BEGIN Recorded data

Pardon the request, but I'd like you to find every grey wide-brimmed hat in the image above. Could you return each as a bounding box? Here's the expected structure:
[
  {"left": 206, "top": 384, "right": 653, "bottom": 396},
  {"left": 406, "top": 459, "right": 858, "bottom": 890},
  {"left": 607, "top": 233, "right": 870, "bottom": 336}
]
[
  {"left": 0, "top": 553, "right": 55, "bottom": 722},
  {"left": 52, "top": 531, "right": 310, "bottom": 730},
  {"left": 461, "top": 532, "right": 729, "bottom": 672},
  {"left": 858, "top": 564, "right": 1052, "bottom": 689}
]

END Recorded data

What you have to do | Transcribe the full set of records without altering a single character.

Written response |
Pardon the request, but I'd like you to find every grey wide-brimmed hat in the image above. Could you return each as a bounding box? Here's the expected structure:
[
  {"left": 206, "top": 384, "right": 653, "bottom": 396},
  {"left": 406, "top": 459, "right": 858, "bottom": 890},
  {"left": 607, "top": 233, "right": 870, "bottom": 336}
]
[
  {"left": 0, "top": 553, "right": 55, "bottom": 722},
  {"left": 52, "top": 531, "right": 310, "bottom": 730},
  {"left": 461, "top": 532, "right": 729, "bottom": 672},
  {"left": 858, "top": 564, "right": 1052, "bottom": 689}
]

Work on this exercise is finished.